*REQUIRED ACTION*
Your task is to repeat exactly the lines below between the line holding "For every instance of the large tree" and the line holding "For every instance of the small", inclusive, and only those.

*DATA SUPPLIED*
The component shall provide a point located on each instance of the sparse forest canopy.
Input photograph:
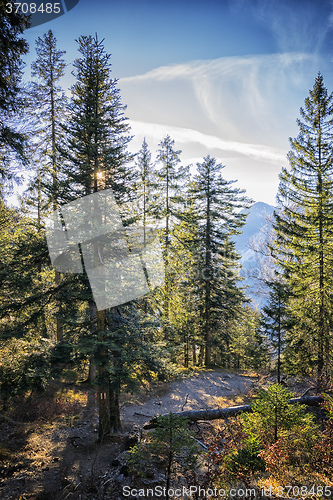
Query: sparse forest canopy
(199, 315)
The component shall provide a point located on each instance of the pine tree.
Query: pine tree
(219, 217)
(96, 159)
(46, 108)
(275, 318)
(12, 48)
(169, 179)
(304, 225)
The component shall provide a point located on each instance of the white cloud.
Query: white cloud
(156, 132)
(252, 99)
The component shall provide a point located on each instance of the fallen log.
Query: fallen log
(232, 411)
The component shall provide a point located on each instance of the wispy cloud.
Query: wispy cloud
(252, 99)
(155, 132)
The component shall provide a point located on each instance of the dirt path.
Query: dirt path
(205, 389)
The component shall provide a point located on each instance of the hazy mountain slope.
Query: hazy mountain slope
(257, 227)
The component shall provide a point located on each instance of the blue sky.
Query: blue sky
(225, 77)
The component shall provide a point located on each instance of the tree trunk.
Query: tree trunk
(219, 413)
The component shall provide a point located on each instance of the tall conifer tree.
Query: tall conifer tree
(96, 159)
(12, 48)
(304, 226)
(219, 217)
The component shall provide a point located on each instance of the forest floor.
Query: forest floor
(56, 455)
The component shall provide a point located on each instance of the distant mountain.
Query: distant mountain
(258, 226)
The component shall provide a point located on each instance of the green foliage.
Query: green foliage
(12, 47)
(303, 225)
(25, 366)
(170, 447)
(272, 415)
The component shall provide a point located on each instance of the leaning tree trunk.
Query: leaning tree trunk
(219, 413)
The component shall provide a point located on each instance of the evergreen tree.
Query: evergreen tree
(275, 318)
(304, 226)
(219, 217)
(169, 180)
(96, 159)
(46, 109)
(12, 48)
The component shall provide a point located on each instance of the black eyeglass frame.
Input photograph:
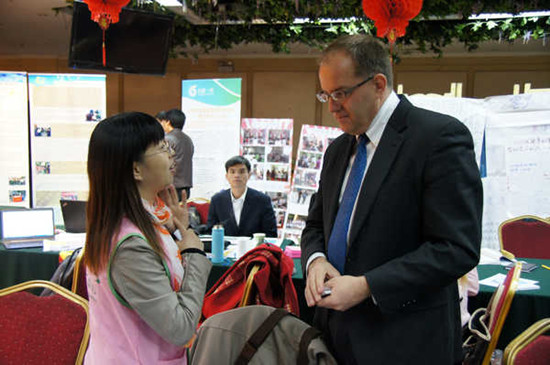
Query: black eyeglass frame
(323, 96)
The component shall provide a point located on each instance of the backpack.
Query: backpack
(258, 334)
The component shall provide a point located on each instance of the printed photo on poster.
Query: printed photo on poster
(280, 217)
(305, 178)
(309, 160)
(254, 154)
(279, 137)
(42, 167)
(17, 180)
(17, 196)
(313, 143)
(253, 136)
(42, 131)
(277, 173)
(301, 196)
(278, 154)
(257, 172)
(278, 199)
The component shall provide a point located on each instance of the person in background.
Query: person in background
(172, 122)
(396, 219)
(241, 210)
(145, 288)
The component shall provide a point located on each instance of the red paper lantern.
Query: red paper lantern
(391, 17)
(105, 13)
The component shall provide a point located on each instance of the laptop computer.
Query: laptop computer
(26, 228)
(74, 215)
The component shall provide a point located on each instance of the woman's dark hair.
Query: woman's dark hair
(116, 143)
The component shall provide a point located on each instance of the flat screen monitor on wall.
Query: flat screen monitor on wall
(138, 43)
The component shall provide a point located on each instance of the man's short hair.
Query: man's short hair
(237, 160)
(161, 115)
(369, 55)
(176, 118)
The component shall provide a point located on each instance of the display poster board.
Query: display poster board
(267, 144)
(64, 110)
(471, 112)
(312, 145)
(14, 137)
(213, 115)
(518, 160)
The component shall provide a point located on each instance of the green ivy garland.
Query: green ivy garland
(430, 31)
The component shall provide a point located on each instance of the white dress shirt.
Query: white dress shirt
(374, 134)
(238, 205)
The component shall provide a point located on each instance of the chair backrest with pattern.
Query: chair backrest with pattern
(525, 236)
(500, 306)
(42, 330)
(532, 346)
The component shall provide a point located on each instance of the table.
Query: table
(528, 306)
(21, 265)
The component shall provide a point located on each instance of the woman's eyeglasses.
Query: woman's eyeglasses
(340, 94)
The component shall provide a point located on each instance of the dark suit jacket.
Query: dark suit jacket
(183, 155)
(257, 215)
(416, 230)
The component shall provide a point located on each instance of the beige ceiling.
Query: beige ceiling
(32, 28)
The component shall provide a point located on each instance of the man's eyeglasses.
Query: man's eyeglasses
(340, 94)
(164, 148)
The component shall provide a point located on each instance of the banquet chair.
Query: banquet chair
(79, 285)
(526, 236)
(499, 306)
(532, 346)
(42, 330)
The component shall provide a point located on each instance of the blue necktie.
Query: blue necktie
(337, 243)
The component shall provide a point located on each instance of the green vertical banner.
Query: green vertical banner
(213, 114)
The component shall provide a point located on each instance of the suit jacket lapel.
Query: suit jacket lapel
(335, 178)
(385, 154)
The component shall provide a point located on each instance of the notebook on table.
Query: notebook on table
(26, 228)
(74, 215)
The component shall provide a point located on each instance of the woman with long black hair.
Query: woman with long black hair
(145, 287)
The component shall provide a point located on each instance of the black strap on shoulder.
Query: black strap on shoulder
(259, 336)
(307, 336)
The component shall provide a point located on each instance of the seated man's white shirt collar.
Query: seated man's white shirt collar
(238, 205)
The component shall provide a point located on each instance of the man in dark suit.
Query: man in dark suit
(412, 228)
(172, 122)
(241, 210)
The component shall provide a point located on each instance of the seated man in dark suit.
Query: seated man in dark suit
(241, 210)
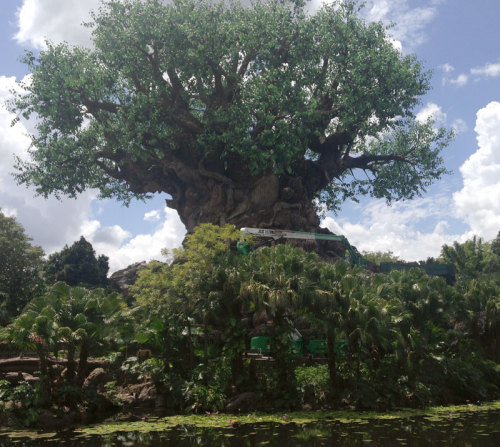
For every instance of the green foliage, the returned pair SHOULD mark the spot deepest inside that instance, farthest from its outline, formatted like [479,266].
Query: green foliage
[21,402]
[77,265]
[313,384]
[207,389]
[20,266]
[83,319]
[378,256]
[265,88]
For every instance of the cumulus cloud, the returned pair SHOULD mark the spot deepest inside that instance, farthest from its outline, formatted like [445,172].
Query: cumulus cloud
[56,20]
[432,110]
[478,202]
[124,249]
[459,126]
[488,70]
[409,22]
[383,228]
[460,80]
[152,216]
[447,68]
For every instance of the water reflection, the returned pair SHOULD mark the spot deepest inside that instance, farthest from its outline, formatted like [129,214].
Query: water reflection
[480,429]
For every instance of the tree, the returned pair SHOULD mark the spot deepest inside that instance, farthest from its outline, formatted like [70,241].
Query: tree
[247,115]
[77,265]
[20,265]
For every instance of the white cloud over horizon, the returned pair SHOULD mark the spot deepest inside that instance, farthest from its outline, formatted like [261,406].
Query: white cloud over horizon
[394,228]
[54,223]
[478,202]
[488,70]
[124,249]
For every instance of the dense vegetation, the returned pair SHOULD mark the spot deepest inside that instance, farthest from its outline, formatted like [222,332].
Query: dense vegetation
[397,339]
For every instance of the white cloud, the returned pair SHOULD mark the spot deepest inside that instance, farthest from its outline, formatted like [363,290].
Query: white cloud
[488,70]
[460,80]
[124,250]
[432,110]
[478,202]
[459,126]
[447,68]
[57,20]
[409,22]
[383,228]
[152,216]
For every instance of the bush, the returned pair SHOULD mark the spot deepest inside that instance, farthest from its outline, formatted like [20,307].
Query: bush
[313,384]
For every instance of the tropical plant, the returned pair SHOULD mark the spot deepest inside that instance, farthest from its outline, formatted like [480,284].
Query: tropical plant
[20,268]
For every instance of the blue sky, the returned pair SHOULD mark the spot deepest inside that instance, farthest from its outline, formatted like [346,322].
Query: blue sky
[458,40]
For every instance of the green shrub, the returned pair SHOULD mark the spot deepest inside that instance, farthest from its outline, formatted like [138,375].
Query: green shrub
[313,384]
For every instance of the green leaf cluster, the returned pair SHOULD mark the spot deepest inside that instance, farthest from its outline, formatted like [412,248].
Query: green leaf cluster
[20,269]
[172,90]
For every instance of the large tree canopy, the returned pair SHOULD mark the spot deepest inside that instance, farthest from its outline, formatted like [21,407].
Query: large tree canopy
[244,114]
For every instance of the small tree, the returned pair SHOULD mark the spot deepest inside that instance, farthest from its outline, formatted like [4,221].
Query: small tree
[20,265]
[78,265]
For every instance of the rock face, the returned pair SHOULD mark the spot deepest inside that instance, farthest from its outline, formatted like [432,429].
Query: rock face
[97,379]
[123,279]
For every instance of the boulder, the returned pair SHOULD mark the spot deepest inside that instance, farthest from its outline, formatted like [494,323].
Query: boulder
[97,379]
[123,279]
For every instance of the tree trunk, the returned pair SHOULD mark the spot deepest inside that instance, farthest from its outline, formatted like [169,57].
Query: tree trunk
[266,201]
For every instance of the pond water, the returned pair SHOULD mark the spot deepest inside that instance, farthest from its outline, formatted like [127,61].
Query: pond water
[469,429]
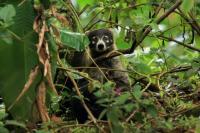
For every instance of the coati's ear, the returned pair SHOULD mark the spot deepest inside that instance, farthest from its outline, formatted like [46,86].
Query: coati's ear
[87,33]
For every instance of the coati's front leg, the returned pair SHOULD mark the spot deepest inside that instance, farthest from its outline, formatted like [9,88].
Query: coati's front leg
[118,75]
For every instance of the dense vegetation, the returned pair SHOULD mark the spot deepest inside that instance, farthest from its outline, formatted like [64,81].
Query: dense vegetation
[160,41]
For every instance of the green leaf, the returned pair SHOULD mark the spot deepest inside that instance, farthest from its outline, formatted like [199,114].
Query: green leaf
[187,5]
[74,40]
[17,60]
[7,13]
[152,110]
[3,130]
[137,92]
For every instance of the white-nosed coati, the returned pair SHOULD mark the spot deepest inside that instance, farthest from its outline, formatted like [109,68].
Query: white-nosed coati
[101,43]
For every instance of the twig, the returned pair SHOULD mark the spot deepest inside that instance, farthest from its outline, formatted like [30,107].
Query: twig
[33,74]
[191,22]
[178,42]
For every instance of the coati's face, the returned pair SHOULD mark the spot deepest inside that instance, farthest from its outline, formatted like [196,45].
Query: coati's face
[100,41]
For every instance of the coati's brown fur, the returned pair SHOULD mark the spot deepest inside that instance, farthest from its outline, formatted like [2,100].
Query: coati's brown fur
[102,43]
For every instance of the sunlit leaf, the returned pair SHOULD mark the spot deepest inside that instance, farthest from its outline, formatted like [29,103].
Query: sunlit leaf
[74,40]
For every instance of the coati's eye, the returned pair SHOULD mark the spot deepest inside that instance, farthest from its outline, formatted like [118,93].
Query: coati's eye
[106,39]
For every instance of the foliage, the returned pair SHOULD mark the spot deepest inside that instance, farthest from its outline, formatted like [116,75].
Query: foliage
[163,67]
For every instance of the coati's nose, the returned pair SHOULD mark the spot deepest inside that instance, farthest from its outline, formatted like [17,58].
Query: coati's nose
[100,46]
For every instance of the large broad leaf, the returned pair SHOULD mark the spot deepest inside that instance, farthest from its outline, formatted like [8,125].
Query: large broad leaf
[74,40]
[17,58]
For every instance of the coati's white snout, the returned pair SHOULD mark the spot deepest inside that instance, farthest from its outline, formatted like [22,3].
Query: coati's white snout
[101,45]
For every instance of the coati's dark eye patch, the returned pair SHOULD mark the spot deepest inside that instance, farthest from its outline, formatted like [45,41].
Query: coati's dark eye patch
[107,40]
[94,40]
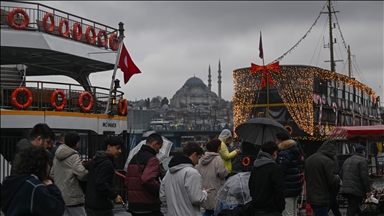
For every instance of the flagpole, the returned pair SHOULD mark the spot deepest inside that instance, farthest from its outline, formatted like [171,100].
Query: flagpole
[266,80]
[120,40]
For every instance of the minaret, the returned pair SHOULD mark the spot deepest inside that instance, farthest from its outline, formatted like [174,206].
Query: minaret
[219,81]
[209,78]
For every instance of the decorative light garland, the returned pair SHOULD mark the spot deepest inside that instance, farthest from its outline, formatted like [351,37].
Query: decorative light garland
[294,85]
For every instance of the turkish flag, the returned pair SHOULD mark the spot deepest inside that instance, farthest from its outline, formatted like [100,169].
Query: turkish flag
[126,65]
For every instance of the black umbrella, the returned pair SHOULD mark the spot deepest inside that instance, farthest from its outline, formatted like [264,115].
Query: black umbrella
[260,130]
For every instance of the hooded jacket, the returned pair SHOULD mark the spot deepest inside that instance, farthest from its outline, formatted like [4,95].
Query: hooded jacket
[22,144]
[143,185]
[26,195]
[100,193]
[319,174]
[66,171]
[213,173]
[181,189]
[354,174]
[266,185]
[287,160]
[226,155]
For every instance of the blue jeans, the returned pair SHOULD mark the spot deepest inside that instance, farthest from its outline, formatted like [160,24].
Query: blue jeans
[209,213]
[320,210]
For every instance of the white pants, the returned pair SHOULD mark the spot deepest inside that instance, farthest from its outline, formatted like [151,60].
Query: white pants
[75,211]
[290,206]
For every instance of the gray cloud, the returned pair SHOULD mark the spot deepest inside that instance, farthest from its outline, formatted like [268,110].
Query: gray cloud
[173,41]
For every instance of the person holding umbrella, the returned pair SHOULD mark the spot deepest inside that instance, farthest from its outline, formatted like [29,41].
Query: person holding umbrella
[226,138]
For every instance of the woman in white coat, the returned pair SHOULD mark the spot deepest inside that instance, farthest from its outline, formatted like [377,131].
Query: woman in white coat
[213,172]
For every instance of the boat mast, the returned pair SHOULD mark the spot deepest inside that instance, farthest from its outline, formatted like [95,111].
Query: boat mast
[331,36]
[349,63]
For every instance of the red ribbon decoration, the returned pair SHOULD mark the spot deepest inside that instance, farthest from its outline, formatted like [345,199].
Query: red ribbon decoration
[270,67]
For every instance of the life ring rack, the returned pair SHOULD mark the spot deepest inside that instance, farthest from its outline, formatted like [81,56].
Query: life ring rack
[81,98]
[289,128]
[14,99]
[45,19]
[122,107]
[64,22]
[246,161]
[12,23]
[53,100]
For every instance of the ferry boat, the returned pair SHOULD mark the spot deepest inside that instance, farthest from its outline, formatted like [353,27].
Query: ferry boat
[309,101]
[38,40]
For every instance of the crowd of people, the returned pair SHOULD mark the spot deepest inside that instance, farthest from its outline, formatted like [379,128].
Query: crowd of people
[49,178]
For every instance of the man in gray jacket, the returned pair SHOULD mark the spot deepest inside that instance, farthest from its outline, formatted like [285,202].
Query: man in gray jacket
[66,171]
[356,185]
[181,189]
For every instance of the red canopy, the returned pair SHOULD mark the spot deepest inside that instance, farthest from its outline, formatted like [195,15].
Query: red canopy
[374,132]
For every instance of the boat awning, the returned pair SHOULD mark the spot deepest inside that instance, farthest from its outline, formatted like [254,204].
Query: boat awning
[374,132]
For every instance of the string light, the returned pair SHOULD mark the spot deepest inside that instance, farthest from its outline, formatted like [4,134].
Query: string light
[295,86]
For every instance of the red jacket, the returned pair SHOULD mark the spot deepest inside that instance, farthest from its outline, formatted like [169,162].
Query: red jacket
[143,185]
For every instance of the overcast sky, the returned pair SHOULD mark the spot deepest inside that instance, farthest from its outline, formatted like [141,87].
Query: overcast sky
[173,41]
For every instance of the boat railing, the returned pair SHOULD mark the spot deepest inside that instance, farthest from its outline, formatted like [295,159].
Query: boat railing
[36,13]
[43,96]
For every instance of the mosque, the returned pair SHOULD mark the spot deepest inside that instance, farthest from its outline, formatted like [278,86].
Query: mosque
[194,93]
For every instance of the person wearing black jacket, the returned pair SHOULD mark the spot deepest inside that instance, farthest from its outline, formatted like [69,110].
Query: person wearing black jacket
[287,160]
[100,195]
[266,183]
[30,192]
[142,179]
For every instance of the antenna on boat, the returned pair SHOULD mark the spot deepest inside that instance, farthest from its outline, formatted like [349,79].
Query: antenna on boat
[112,88]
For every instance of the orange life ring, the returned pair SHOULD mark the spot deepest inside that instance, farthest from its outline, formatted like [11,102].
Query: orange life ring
[102,33]
[289,128]
[81,98]
[122,107]
[77,31]
[53,100]
[12,23]
[246,161]
[90,40]
[66,33]
[17,104]
[50,16]
[114,46]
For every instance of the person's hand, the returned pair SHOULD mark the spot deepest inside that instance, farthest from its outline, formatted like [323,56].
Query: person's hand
[118,199]
[47,182]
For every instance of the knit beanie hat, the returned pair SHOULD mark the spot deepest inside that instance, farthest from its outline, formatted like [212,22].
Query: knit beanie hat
[213,145]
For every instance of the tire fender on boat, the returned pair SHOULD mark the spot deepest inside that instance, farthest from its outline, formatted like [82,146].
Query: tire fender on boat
[12,23]
[81,98]
[53,100]
[14,99]
[289,128]
[114,46]
[122,107]
[102,33]
[246,161]
[90,40]
[45,19]
[66,33]
[77,31]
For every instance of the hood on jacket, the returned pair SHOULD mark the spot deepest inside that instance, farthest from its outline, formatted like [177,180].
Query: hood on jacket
[11,186]
[100,157]
[286,144]
[207,158]
[328,148]
[23,143]
[262,159]
[64,152]
[179,162]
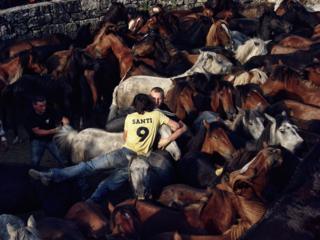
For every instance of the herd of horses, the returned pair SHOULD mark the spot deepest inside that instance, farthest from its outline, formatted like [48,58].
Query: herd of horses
[247,86]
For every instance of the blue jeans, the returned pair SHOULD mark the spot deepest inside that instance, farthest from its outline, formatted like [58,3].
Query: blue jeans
[37,150]
[117,159]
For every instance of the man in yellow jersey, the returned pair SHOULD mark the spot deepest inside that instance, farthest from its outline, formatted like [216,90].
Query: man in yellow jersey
[139,134]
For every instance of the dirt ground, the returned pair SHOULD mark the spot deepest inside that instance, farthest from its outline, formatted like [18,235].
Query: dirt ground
[20,153]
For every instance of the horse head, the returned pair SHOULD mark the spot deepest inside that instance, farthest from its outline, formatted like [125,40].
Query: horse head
[283,132]
[173,147]
[254,174]
[217,140]
[28,232]
[219,35]
[125,221]
[214,63]
[140,177]
[253,122]
[252,47]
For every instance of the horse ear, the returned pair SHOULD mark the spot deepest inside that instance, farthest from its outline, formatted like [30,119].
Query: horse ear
[11,231]
[240,110]
[31,223]
[270,118]
[283,113]
[110,207]
[177,236]
[264,144]
[267,41]
[206,124]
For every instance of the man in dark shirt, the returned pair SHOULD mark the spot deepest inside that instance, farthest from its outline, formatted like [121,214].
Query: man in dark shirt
[42,124]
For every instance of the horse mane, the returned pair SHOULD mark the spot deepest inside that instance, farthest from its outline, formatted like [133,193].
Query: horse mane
[246,49]
[242,92]
[132,211]
[291,77]
[196,141]
[64,139]
[171,97]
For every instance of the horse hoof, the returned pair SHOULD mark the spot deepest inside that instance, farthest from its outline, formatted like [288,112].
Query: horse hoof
[17,140]
[4,146]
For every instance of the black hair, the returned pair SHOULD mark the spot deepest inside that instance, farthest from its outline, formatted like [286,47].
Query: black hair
[38,99]
[142,103]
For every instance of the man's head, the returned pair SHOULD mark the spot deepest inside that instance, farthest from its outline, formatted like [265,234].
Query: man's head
[143,103]
[39,105]
[157,95]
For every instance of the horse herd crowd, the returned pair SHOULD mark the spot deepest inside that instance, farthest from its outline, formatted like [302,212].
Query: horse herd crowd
[247,87]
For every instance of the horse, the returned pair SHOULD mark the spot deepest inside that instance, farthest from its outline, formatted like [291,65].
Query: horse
[148,175]
[208,62]
[250,96]
[285,79]
[255,76]
[219,35]
[51,228]
[295,110]
[250,48]
[197,94]
[144,219]
[211,146]
[92,142]
[313,73]
[280,131]
[89,218]
[3,140]
[12,227]
[297,207]
[168,60]
[12,69]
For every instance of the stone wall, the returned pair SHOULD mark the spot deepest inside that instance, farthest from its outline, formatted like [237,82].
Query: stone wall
[66,16]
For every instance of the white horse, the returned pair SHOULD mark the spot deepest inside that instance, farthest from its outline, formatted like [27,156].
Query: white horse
[250,48]
[123,94]
[3,139]
[13,228]
[255,75]
[92,142]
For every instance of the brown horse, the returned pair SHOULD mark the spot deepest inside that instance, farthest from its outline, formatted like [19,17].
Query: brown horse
[219,35]
[21,46]
[250,97]
[232,208]
[90,218]
[286,79]
[299,110]
[108,40]
[217,140]
[13,69]
[313,73]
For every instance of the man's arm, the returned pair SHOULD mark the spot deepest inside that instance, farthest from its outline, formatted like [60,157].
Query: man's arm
[177,128]
[42,132]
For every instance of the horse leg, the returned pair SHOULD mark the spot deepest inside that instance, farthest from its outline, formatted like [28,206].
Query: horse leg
[3,140]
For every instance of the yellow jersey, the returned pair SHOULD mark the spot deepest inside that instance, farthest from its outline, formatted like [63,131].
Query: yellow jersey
[142,129]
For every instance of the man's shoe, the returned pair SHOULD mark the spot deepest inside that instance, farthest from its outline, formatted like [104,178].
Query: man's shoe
[37,175]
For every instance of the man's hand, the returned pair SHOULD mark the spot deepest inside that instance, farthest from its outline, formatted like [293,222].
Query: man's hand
[163,142]
[65,121]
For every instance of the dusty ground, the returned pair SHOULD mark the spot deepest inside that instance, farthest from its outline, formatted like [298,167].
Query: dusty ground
[20,153]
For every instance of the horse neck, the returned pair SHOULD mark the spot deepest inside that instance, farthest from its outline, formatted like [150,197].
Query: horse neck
[13,69]
[122,53]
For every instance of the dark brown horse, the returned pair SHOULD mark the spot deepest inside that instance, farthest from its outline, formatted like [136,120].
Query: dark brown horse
[285,79]
[236,199]
[13,69]
[219,35]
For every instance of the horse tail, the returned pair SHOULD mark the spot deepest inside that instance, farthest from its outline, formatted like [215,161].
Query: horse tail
[65,138]
[114,105]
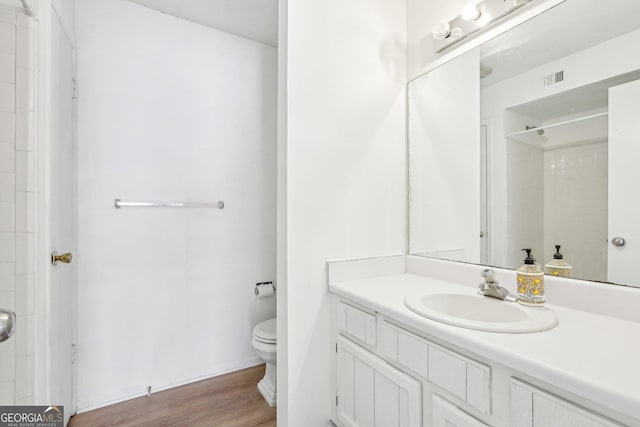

*EXERCISE OUTPUT*
For every instance of the large tree canopy, the returned pair SHOULD mark the spot deepest inside that instance, farthest from its outline, formatted like [21,407].
Query: large tree canopy
[244,114]
For every instance of the small tree, the returned pair SHOULD mark the spot deepest inside that instance, farthest from its outline, formatted like [4,221].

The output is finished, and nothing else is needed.